Your tasks:
1. In the text on modifying meal plans, how does it say you should think of any meal plan you use?
2. Pick up the text on modifying meal plans after its final sentence and keep writing it.

Page excerpt:
-- BEGIN --
Meal plans can be life savers for busy families, easing the burden of always worrying about “what’s for dinner?” and saving you money on last minute convenience foods and restaurants. What do you do, however, if one or more of the meals in a given plan (whether in the free ALDI meal plans here, or in another meal plan you might be using) doesn’t meet your family’s needs this week?
Never fear: It’s much easier to modify someone’s meal plan for your family’s needs than to plan an entire week of meals from scratch. Think of any meal plan you use as descriptive rather than prescriptive — You’re the boss of your own family’s meals, no one else.
Make Meal Planning work for your family
When meal plans don’t work as written, you’ll need to do (just a little!) work to make them meet your family’s needs.
Modifying Meal Plans
There are many reasons a meal plan might almost work for you, so here are some of the most common reasons you might need to modify any meal plan you’re using — and some solutions to help you think about stretching a meal plan to accommodate different circumstances, rather than throwing in the towel on meal planning altogether.
My family won’t eat a certain ingredient
Look, I get it: I can’t stand coconut — the very thought of it makes me shudder, so I’m not likely to be making coconut shrimp or coconut baked fish fillets any time soon. You and other family members probably have your own triggers or un-favorite foods, so what do you do if a main dish in a meal plan features an ingredient you dislike?
-- END --
Data lines:
-- BEGIN --
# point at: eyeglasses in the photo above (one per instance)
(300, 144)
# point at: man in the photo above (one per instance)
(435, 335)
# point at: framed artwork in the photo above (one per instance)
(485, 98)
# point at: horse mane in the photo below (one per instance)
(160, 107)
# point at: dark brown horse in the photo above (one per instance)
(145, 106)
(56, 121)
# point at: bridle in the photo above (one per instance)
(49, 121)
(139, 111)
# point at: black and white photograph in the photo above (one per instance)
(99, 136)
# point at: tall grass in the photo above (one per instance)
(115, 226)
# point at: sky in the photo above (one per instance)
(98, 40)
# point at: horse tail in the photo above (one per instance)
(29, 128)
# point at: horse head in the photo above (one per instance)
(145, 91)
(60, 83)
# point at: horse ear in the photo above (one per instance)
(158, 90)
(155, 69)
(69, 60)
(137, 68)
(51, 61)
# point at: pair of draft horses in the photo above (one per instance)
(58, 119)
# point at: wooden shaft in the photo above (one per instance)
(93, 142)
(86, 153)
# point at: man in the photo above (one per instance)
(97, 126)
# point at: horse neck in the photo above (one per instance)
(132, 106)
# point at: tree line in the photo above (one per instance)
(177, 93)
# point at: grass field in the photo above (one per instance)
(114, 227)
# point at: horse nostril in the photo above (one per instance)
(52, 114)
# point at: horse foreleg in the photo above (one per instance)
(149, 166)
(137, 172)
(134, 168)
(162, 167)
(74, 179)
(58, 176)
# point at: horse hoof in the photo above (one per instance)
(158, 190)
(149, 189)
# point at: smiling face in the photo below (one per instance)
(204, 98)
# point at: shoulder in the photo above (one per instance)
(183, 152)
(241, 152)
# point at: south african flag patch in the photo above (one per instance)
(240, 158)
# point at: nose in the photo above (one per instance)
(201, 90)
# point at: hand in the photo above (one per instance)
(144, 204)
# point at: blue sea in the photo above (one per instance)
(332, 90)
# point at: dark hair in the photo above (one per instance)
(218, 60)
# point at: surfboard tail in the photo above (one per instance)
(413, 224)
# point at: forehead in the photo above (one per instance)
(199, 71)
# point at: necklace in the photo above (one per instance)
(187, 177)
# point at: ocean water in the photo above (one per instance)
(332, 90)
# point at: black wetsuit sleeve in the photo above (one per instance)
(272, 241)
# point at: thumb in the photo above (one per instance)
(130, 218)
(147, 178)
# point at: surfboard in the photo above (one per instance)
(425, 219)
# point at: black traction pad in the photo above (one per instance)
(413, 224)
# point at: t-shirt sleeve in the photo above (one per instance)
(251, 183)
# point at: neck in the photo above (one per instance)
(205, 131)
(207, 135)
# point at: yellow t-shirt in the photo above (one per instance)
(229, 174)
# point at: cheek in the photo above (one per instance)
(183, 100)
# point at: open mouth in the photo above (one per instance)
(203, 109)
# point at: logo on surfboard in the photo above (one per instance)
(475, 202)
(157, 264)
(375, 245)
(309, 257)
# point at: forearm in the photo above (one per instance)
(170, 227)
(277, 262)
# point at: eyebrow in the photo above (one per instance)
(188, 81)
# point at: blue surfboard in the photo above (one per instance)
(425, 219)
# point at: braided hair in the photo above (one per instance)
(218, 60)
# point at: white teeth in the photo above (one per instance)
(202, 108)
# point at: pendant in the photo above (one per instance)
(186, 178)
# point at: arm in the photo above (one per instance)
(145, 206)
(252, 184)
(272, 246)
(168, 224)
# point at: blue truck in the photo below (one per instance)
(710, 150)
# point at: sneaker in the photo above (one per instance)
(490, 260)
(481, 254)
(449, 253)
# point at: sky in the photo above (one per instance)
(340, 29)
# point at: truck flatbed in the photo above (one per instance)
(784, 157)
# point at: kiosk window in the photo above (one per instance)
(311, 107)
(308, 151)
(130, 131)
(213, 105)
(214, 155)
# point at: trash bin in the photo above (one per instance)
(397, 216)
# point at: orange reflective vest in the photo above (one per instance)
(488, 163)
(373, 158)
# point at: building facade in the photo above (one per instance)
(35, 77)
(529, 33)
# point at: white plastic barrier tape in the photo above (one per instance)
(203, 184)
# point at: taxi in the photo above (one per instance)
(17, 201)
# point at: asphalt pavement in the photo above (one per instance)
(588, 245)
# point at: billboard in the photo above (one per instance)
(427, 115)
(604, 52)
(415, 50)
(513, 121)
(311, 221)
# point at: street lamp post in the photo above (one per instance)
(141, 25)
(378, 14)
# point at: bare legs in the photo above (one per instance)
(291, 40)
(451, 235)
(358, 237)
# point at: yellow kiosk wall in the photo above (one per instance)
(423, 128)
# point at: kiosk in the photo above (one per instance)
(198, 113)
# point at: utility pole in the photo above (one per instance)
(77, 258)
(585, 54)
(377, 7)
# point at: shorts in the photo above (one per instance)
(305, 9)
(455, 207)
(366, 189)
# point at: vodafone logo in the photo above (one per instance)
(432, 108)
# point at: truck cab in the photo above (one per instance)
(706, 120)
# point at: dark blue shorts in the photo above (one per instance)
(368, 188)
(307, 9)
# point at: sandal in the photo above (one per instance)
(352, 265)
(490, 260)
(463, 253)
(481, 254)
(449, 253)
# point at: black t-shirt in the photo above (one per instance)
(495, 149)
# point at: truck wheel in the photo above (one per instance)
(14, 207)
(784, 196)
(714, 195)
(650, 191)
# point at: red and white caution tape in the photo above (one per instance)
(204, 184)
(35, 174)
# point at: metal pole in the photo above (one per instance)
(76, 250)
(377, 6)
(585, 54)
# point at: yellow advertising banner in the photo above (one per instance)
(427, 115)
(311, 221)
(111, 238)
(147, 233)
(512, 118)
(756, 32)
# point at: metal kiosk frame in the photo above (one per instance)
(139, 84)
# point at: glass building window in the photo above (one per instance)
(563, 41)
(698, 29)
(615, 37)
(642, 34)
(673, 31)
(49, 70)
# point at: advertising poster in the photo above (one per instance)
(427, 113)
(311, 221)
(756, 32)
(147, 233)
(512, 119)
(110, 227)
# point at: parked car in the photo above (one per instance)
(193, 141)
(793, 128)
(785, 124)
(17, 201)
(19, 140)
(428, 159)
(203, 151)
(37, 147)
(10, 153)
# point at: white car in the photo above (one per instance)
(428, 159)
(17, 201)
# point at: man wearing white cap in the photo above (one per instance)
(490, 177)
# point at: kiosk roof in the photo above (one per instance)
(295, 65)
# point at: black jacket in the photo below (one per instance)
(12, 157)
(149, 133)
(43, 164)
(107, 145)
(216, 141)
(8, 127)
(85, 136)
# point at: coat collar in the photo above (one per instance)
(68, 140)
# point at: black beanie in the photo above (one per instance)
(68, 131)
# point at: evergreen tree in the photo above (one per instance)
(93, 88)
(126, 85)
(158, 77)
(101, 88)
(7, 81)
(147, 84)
-- END --
Results by task:
1. As descriptive rather than prescriptive.

2.
Option 1: Leave it out
Look at the recipe and see how essential that ingredient is to the integrity of the dish. For instance, if you don’t care for jalapeño peppers because they’re too spicy for your taste, a chili recipe that includes both fresh jalapeños and chili powder might be at the perfect level of heat for you if you just leave out the peppers and only use the chili powder.
Option 2: Substitute something else
Does cilantro taste like soap to you? You can often substitute parsley with great results. Do you hate asparagus? Maybe this week’s chicken & asparagus stir fry would be equally lovely as a chicken & broccoli stir fry. Kale isn’t your friend? Try spinach. Don’t want to do ground beef? Substitute ground turkey. You can find a handy ingredient substitution list on myrecipes, or just think about what your family might prefer.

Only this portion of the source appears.